EXTRACT:
↓↓↓

When PayPal business fees make sense
Despite higher costs, PayPal remains appropriate in specific scenarios.
Low-volume or early-stage businesses benefit from PayPal's zero setup costs and no monthly fees. If you're processing under £5,000 monthly and want to start accepting payments quickly, PayPal's simplicity can outweigh the higher per-transaction costs during your initial growth phase.
Some customers strongly prefer PayPal due to buyer protection, familiarity, or not wanting to enter card details on every site. If your customer base demands PayPal, offering it alongside other payment methods makes sense despite the cost—though making it your sole payment option leaves money on the table.
PayPal makes sense when convenience and customer preference outweigh cost optimization, you're too small to negotiate better rates elsewhere, or you need genuinely instant setup without technical integration. For established businesses optimizing margins, PayPal typically represents one of the most expensive options available.

↑↑↑

GIVEN INSTRUCTION A: Repeat the records below word for word, leaving the pictures out of your answer.

DATA FOR THE TASK:
↓↓↓

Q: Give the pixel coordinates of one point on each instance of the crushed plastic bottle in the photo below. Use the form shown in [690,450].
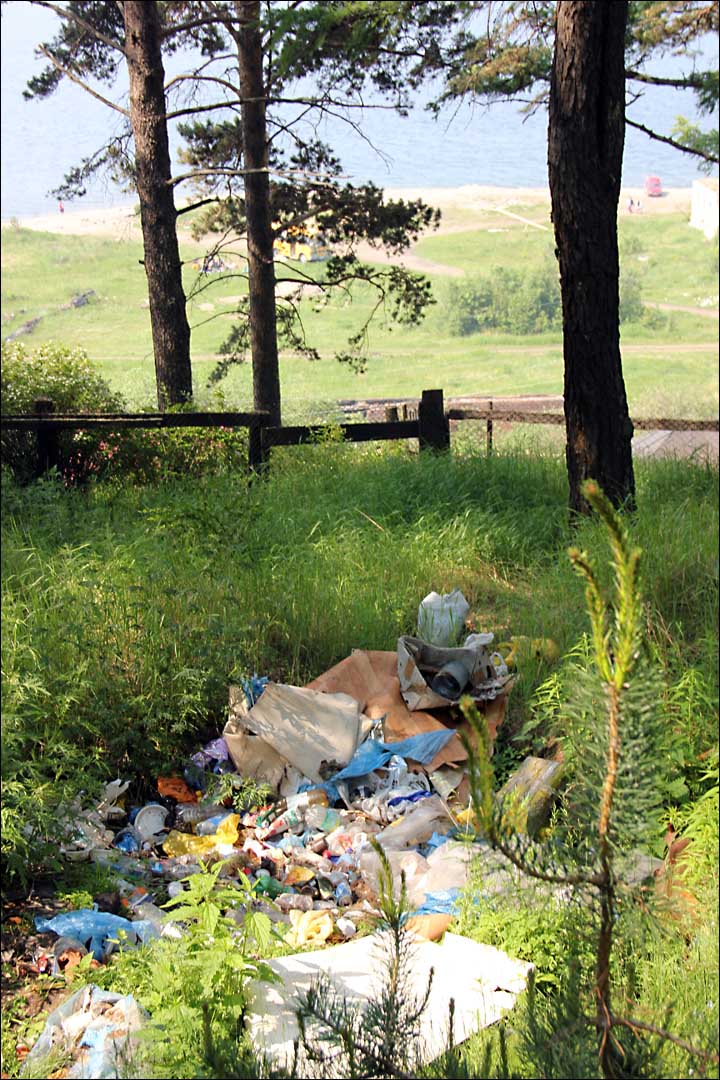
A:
[343,894]
[140,907]
[295,902]
[128,840]
[192,813]
[209,826]
[322,819]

↑↑↑

GIVEN INSTRUCTION B: Translate this sentence from the text above on PayPal business fees into Spanish: "Despite higher costs, PayPal remains appropriate in specific scenarios."

TASK OUTPUT A:
Q: Give the pixel coordinates of one point on each instance of the crushed plastic bottle in the photo below. Use the form shown in [690,450].
A:
[343,894]
[140,907]
[295,902]
[128,840]
[192,813]
[209,826]
[322,819]

TASK OUTPUT B: A pesar de los costos más altos, PayPal sigue siendo apropiado en situaciones específicas.